• _Questions to answer_
**A)** In the physical therapy excerpt, what does the Neubie machine apply directly over the muscles during exercise?
**B)** Return the stretch of the physical therapy excerpt from "Having good muscle" through "through the ordeal!", copied word for word.

At Recover Physical Therapy, we often use our ‘Neubie’ machines (Neurological Bio Electric Stimulation) on the muscles. The Neubie uses a pulsed DC current directly over the muscles during exercise. It works in a few different ways; one is by improving neuromotor connections between the brain and the muscles for optimal nerve signals. It also improves muscle recruitment, or ensures you are fully engaging all fibers in the muscle to their full potential. Exercising with the Neubie machine can also include very simple, low resistance exercises that don’t over-stress the joints, but actually work your muscles quite intensely. Recent studies have shown the Neubie to improve muscle mass and strength just as well as high resistance strength training, without all the resistance. This makes it a great option for older adults working to avoid muscle atrophy, or athletes needing to keep their muscles strong after surgery so they can return to play sooner.
Both BFR and the Neubie machine are great biohacking tools to accelerate strengthening. Neither of them are painful to use, but can feel somewhat intense. Sometimes we even use BFR and the Neubie machine simultaneously!
At Recover PT, we also have available in-house aquatic therapy that can be used where appropriate, as well as a special treadmill called the Alter-G, anti-gravity treadmill. This machine supports you while you are walking or running, and we can offload as much weight as is appropriate. It feels like walking on the moon! This technology enables us to safely start therapy earlier than what was traditionally possible, and an earlier start to therapy means less muscle atrophy!
3. See a Physical Therapist with Orthopedic Expertise and the Best Tools
Sometimes people needing surgery are unaware of how much physical therapy can accelerate and optimize their recovery and do not seek out physical therapy. Surgeon’s will often make a referral after surgery, but sometimes things fall through the cracks and no referral is made. If you are planning on an upcoming surgery, see a physical therapist before the procedure so that you can get a head start on your strengthening and optimize post-surgical recovery. If you have already had surgery, make sure you see a physical therapist as soon as possible. Even if there are post surgical restrictions, like being in an air-cast boot, or being on crutches, there are so many things we can do with the Neubie and with BFR to start strengthening the muscles so you don’t lose them, without causing any harm to the surgical site or breaking any of the surgeon’s instructions. Many surgeons will also allow us to begin gait training (walking) a bit earlier than normal either in the aquatic center or in the anti-gravity treadmill.
Having good muscle mass and muscle strength is very closely correlated to quality of life, longevity, and also correlated to reducing your chances of developing diseases. Don’t let a surgery rob you of your muscle mass. If you need surgery, we can keep your muscles strong through the ordeal!

• _Study material_
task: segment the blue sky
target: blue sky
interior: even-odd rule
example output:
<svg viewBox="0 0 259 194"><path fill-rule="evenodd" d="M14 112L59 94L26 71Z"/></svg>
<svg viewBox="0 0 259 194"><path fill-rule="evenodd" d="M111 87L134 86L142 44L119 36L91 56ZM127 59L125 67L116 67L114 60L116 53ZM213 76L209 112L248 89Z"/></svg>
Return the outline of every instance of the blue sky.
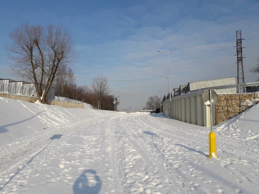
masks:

• _Solutions for each task_
**A)** A pulsed DC current.

**B)**
Having good muscle mass and muscle strength is very closely correlated to quality of life, longevity, and also correlated to reducing your chances of developing diseases. Don’t let a surgery rob you of your muscle mass. If you need surgery, we can keep your muscles strong through the ordeal!